▶ [Objective]:
Every line must be returned precisely as it is written.
=== Dataset records ===
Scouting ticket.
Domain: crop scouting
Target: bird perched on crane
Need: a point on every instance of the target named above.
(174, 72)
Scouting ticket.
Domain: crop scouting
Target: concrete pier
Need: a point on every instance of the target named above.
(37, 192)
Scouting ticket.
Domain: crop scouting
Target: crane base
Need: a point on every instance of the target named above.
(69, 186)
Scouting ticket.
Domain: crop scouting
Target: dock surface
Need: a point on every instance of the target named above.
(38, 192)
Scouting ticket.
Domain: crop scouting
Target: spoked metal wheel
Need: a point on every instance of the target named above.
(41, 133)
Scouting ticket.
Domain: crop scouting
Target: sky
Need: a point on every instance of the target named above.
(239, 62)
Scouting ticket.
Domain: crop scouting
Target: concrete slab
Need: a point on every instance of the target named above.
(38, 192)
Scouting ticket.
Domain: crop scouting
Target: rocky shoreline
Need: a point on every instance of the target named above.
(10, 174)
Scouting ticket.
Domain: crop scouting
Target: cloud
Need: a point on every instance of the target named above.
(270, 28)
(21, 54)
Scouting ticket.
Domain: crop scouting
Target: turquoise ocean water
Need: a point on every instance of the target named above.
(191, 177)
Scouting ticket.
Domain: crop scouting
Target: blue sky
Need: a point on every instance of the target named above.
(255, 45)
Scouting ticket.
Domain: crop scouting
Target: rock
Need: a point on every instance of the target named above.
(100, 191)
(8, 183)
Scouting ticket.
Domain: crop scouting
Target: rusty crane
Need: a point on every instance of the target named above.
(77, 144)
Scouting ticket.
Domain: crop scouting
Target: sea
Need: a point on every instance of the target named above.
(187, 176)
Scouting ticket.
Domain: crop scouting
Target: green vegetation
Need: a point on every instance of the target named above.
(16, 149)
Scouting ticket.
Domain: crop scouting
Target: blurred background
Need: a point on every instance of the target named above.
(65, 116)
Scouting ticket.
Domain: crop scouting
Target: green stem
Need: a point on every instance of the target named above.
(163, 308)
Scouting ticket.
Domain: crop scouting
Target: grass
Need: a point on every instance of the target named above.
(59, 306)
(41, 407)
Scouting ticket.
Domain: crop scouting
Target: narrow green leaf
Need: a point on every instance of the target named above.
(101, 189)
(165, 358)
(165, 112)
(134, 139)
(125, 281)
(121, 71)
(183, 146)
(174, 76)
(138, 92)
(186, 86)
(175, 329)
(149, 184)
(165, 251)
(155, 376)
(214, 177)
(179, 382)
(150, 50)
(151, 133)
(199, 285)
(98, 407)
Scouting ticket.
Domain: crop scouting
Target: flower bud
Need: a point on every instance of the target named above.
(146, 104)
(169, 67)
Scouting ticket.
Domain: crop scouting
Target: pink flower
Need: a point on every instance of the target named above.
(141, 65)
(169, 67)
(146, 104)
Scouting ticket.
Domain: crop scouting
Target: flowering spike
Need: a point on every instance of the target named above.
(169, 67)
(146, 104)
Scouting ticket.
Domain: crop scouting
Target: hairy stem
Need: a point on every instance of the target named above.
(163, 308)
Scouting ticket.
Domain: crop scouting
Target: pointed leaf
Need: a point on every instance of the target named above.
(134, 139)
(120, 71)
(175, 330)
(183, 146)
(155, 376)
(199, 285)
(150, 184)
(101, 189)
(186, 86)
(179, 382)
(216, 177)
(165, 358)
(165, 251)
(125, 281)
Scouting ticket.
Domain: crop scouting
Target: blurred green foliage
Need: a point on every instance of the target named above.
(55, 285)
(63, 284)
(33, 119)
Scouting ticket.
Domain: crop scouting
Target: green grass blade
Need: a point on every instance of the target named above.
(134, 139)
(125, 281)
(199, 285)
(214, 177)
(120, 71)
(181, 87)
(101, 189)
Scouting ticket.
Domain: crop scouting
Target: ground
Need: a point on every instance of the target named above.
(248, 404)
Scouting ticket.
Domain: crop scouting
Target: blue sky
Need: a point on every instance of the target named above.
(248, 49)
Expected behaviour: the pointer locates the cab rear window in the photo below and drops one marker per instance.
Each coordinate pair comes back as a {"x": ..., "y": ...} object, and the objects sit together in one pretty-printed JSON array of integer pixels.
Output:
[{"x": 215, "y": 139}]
===
▶ [Right answer]:
Scouting ticket.
Domain: crop scouting
Target: bird perched on crane
Need: a point on every instance of the target named above.
(174, 72)
Scouting ticket.
Domain: crop scouting
Target: concrete pier
Need: a point on every instance of the target named above.
(37, 192)
Scouting ticket.
Domain: crop scouting
Target: crane base
Need: a point on every instance of the target named above.
(69, 186)
Scouting ticket.
Domain: crop scouting
Target: dock surface
Need: a point on every instance of the target named above.
(38, 192)
Scouting ticket.
Domain: crop scouting
Target: spoked metal wheel
Need: a point on every instance of the target named above.
(41, 133)
Scouting ticket.
Domain: crop scouting
Target: sky
Need: a point on every instance of the target named above.
(239, 62)
Scouting ticket.
Domain: crop scouting
Target: concrete slab
Need: a point on every instance of the target named above.
(38, 192)
Scouting ticket.
Domain: crop scouting
Target: rocky shoreline
Need: a point on every instance of the target named above.
(10, 174)
Scouting ticket.
Domain: crop scouting
Target: cloud
Need: a point on every instance of the target named above.
(270, 28)
(21, 54)
Scouting ticket.
Domain: crop scouting
Target: turquoise ocean water
Need: a point on every instance of the target named above.
(191, 177)
Scouting ticket.
Domain: crop scouting
Target: blue sky
Need: a point on every instance of the target named above.
(255, 45)
Scouting ticket.
Domain: crop scouting
Target: rock
Need: a point on every instance of the target named above.
(100, 191)
(8, 183)
Scouting ticket.
Domain: crop scouting
Target: rusty crane
Need: a point on every instance of the target named above.
(77, 144)
Scouting ticket.
Domain: crop scouting
Target: sea
Need: a point on every instance of the target named above.
(187, 176)
Scouting ticket.
Domain: crop scouting
Target: green vegetation
Need: a point on every instance of the target named above.
(16, 149)
Scouting ticket.
Domain: crop scouting
Target: blurred background
Need: a point on every instance of the target named above.
(65, 116)
Scouting ticket.
Domain: crop scouting
Target: green stem
Need: a point on every instance of the target named above.
(163, 308)
Scouting ticket.
Domain: crop scouting
Target: grass
Need: a point on every instance of the target named above.
(59, 306)
(41, 407)
Scouting ticket.
Domain: crop scouting
Target: narrow green leaf
Need: a point on every instance of the target named above.
(101, 189)
(165, 358)
(165, 112)
(134, 139)
(125, 281)
(121, 71)
(183, 146)
(174, 76)
(138, 92)
(186, 86)
(175, 329)
(149, 184)
(165, 251)
(155, 376)
(214, 177)
(179, 382)
(150, 50)
(151, 133)
(199, 285)
(98, 407)
Scouting ticket.
Domain: crop scouting
Target: flower bud
Need: a point on every instance of the target named above.
(146, 104)
(169, 67)
Scouting ticket.
Domain: crop scouting
Target: pink flower
Need: a point on every instance of the target named above.
(141, 65)
(169, 67)
(146, 104)
Scouting ticket.
Domain: crop scouting
Target: flowering spike
Need: a point on every instance of the target named above.
(169, 67)
(146, 104)
Scouting ticket.
Domain: crop scouting
Target: hairy stem
Need: a point on every instance of the target named above.
(163, 308)
Scouting ticket.
Domain: crop scouting
Target: pointed leaf
Need: a point on every instance of the target named above.
(134, 139)
(120, 71)
(175, 330)
(183, 146)
(155, 376)
(199, 285)
(150, 184)
(101, 189)
(186, 86)
(179, 382)
(216, 177)
(165, 358)
(165, 251)
(125, 281)
Scouting ticket.
Domain: crop scouting
Target: blurred green foliage
Need: a point on every instance of the target named above.
(55, 285)
(63, 284)
(33, 119)
Scouting ticket.
Domain: crop scouting
Target: green grass blade
Need: a point on every instance of the target named above.
(134, 139)
(125, 281)
(199, 285)
(214, 177)
(120, 71)
(181, 87)
(101, 189)
Scouting ticket.
Domain: crop scouting
Target: ground
Need: a point on every instance of the target named above.
(248, 404)
Scouting ticket.
Domain: crop scouting
Target: blue sky
Need: a point on every instance of the target named above.
(248, 49)
Expected behaviour: the pointer locates the cab rear window in the photo below and drops one marker per instance.
Each coordinate pair comes back as a {"x": ..., "y": ...} object, and the objects sit together in one pretty-printed JSON array of integer pixels.
Output:
[{"x": 215, "y": 139}]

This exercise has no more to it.